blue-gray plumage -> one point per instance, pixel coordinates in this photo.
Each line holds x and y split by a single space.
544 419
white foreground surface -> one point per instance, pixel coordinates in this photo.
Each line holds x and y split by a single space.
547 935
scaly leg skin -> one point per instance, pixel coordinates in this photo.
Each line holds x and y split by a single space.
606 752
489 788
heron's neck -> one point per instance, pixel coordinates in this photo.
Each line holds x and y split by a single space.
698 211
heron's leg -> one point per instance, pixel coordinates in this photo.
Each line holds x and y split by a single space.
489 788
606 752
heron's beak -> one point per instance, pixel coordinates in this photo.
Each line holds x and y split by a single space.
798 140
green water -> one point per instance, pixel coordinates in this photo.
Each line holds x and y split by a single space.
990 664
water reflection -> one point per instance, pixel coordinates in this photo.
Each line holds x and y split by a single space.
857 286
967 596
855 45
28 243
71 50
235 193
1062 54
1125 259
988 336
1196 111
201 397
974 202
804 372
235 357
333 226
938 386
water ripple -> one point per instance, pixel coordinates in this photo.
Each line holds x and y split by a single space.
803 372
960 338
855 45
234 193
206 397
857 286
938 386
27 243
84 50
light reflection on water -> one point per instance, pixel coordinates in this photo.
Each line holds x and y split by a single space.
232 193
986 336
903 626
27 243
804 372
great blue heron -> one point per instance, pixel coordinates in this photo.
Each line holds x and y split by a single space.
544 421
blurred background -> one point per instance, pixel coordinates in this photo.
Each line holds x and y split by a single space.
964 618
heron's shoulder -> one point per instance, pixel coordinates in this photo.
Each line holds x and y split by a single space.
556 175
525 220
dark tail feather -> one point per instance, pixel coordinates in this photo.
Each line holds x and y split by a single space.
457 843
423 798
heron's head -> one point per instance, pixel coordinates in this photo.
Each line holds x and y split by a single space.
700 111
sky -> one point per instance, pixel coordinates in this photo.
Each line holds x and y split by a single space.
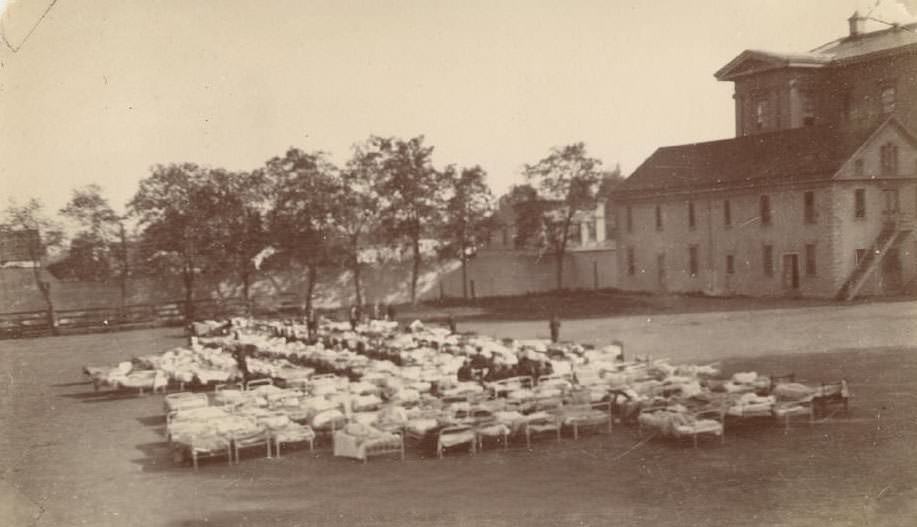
100 91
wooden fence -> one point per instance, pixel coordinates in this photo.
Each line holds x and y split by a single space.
34 323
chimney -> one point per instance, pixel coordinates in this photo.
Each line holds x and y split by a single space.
857 24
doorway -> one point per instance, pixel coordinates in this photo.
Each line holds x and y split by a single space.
891 273
791 272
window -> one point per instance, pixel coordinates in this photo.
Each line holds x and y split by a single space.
892 203
762 114
808 200
765 205
810 260
888 154
850 107
575 235
808 109
888 99
858 168
859 203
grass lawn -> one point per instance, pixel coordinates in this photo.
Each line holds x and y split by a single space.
71 456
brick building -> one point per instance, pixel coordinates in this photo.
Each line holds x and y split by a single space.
816 195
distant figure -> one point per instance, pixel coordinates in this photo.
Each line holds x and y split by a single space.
554 325
312 324
240 352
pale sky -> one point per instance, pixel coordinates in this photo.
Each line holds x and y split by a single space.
103 89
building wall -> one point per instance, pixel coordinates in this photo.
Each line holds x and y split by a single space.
504 273
844 95
744 239
850 95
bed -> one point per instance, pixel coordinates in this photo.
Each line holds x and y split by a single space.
455 435
677 422
284 430
540 423
359 441
174 402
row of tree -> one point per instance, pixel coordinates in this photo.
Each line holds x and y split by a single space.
301 210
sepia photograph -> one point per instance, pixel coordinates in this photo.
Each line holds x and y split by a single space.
285 263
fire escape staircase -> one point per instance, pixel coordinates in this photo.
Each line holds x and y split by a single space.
890 236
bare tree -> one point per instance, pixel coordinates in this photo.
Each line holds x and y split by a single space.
567 176
467 215
174 222
358 211
407 184
99 250
301 216
39 234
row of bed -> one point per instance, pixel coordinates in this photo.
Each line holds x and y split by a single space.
332 391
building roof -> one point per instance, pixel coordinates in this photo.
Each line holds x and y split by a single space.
848 49
796 155
867 44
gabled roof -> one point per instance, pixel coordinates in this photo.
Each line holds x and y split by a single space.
786 156
847 49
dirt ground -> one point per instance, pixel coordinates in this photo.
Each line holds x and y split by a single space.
71 456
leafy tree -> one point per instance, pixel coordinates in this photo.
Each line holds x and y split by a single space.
172 210
468 210
39 235
407 185
301 215
567 176
234 203
528 211
357 214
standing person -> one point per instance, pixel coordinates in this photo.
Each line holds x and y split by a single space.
240 352
554 325
312 324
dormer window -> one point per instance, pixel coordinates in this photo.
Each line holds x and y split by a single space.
888 154
889 100
858 168
808 109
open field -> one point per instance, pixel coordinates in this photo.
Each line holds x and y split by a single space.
71 456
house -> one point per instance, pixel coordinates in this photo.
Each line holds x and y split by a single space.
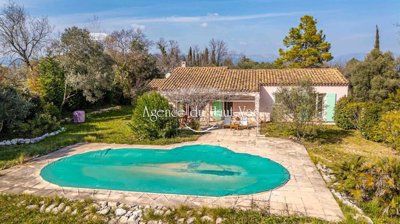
253 89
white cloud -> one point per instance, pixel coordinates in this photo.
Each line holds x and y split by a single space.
98 36
136 27
214 17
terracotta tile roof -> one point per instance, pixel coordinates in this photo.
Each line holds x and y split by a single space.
156 83
247 79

## TASK DETAILS:
Return each line of the material above in which the string "water" appears.

## SOLUTION:
green water -> one point per instance, pixel coordinates in this photo.
water reflection -> one point per instance, pixel coordinates in this photo.
water ripple -> one point per instance, pixel coordinates in this photo.
light reflection on water -> one point per instance, pixel coordinates in this photo.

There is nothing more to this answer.